Exercise description
Turn the lines below into a numbered list and omit any blank lines.

-- Begin Dataset content --

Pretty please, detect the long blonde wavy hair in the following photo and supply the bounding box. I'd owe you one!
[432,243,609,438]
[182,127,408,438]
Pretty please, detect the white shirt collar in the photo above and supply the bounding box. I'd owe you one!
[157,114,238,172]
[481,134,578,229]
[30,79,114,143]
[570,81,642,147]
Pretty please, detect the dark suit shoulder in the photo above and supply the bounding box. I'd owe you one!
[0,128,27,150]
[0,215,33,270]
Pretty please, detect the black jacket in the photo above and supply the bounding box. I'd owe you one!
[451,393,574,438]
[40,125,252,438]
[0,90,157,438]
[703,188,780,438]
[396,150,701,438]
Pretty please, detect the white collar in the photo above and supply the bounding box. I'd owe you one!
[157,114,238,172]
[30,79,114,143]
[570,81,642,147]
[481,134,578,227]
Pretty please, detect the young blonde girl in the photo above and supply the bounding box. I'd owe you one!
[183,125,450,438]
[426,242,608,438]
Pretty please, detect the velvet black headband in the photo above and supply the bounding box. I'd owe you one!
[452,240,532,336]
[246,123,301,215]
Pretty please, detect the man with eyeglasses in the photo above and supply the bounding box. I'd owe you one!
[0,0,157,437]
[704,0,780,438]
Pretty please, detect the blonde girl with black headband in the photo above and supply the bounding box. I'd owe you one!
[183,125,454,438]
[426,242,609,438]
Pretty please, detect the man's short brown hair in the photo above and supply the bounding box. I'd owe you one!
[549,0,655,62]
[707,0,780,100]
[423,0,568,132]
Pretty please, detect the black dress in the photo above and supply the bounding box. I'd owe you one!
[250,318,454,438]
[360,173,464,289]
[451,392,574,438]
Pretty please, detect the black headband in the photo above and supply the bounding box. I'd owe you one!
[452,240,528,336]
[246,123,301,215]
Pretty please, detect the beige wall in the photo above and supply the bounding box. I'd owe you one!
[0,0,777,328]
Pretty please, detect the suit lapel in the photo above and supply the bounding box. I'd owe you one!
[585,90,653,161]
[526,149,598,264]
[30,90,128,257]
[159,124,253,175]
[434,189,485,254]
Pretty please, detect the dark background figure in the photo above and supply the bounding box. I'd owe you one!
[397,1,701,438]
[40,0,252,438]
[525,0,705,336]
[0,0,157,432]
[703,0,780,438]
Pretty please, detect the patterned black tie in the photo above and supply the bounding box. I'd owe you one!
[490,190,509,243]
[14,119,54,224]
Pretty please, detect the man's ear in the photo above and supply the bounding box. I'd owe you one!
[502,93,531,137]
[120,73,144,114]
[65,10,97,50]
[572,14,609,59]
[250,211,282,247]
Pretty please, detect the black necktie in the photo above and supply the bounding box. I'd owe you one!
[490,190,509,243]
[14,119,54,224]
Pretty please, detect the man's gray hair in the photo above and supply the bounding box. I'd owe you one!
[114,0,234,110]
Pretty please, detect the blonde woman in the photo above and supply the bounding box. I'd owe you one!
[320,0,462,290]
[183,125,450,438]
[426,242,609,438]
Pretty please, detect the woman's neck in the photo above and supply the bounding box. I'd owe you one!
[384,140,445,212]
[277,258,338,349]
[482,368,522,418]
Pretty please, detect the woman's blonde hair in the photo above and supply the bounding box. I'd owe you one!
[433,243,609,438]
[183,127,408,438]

-- End Dataset content --

Exercise answer
1. Pretty please, detect the long blonde wavy hair in the following photo and supply the bounding box. I'd owe you one!
2. [432,243,609,438]
3. [182,127,408,438]
4. Pretty please, detect the white shirt collar in the photo above and supply the bounding box. I'd owe you one!
5. [157,114,238,172]
6. [481,134,578,229]
7. [30,79,114,143]
8. [570,81,642,147]
9. Pretty please, detect the dark suit shoulder in the photo above and supply the bounding box. I'd owe you one!
10. [0,128,27,150]
11. [0,215,33,270]
12. Pretty please, detect the black jacket in the photo above and supply the bounding box. I'd owe you one!
13. [451,393,574,438]
14. [40,125,252,438]
15. [0,90,157,438]
16. [703,188,780,438]
17. [396,150,701,438]
18. Pretty please, detect the white collar in the photo above and supply the bounding box. I'd owe you one!
19. [157,114,238,172]
20. [30,79,114,143]
21. [570,81,642,147]
22. [481,134,578,227]
23. Pretty please, detect the young blonde girl in the photo above and supply the bounding box. I'd owe you one!
24. [183,125,450,438]
25. [426,242,608,438]
26. Pretty please, detect the velvet black headband in the photo above and supply the bounding box. I'd owe you one!
27. [452,240,532,336]
28. [246,123,301,215]
29. Pretty please, detect the man with eyeglasses in the photo above and supply the bounding box. I'd owe you one!
30. [0,0,157,437]
31. [704,0,780,438]
32. Pretty please, detect the blonde girl with black headband in the photo above and supply the bounding box. I'd owe you one!
33. [183,125,454,438]
34. [426,242,609,438]
35. Pretty please, detect the man's short brown hair in the photo above and supply the bounding box. I'd owe you one!
36. [549,0,655,62]
37. [707,0,780,100]
38. [423,0,568,132]
39. Pretty please, detect the black dress in the photo above and supply the bounding box. I'd owe you one!
40. [250,318,454,438]
41. [360,173,464,289]
42. [451,392,574,438]
43. Pretty please, detect the black headband in the photo above and supply the bounding box. I'd owe you one!
44. [452,240,528,336]
45. [246,123,301,215]
46. Pretty please, detect the beige wall in the photo above and supply the bounding box. I'd owe you one!
47. [0,0,777,328]
48. Pretty please, detect the suit lapel in the photo above and supply the bounding box. I'd owe you one!
49. [585,90,653,161]
50. [526,149,598,264]
51. [30,90,128,257]
52. [159,124,253,175]
53. [434,189,485,254]
54. Pretty please, detect the dark background figure in the photo above and supply the bounding box. I'd owe you one!
55. [397,1,701,438]
56. [40,0,252,438]
57. [525,0,705,336]
58. [0,0,157,432]
59. [703,0,780,438]
60. Pretty please, detect the patterned black tie in the photo above and supply the bounding box. I'd owe you one!
61. [490,190,509,243]
62. [14,119,54,224]
63. Pretty please, detect the man's ear in the photo above and supply the bounding box. I'd owe you one!
64. [502,93,531,137]
65. [120,73,144,114]
66. [65,10,97,50]
67. [572,14,609,59]
68. [250,211,282,247]
69. Pretty please, detect the black necktie in the photo above and supply the bounding box. I'd owe you one!
70. [490,190,509,243]
71. [14,119,54,224]
72. Pretty please, detect the man's gray hair in the photo above and supply the bounding box. I'd owe you one!
73. [114,0,234,110]
74. Pretty please, detect the blonde woman in the photo above and supply the bounding box. I'd owe you one!
75. [320,0,462,290]
76. [183,125,450,438]
77. [426,242,609,438]
78. Pretty please, detect the woman's neck in the photo above and supply the bounding box. I'd owe you one!
79. [384,140,445,212]
80. [277,258,338,349]
81. [482,368,522,418]
82. Pretty please, detect the woman's blonde hair in the photo above and supply the bounding box. I'd owe you one!
83. [433,243,609,438]
84. [183,127,408,438]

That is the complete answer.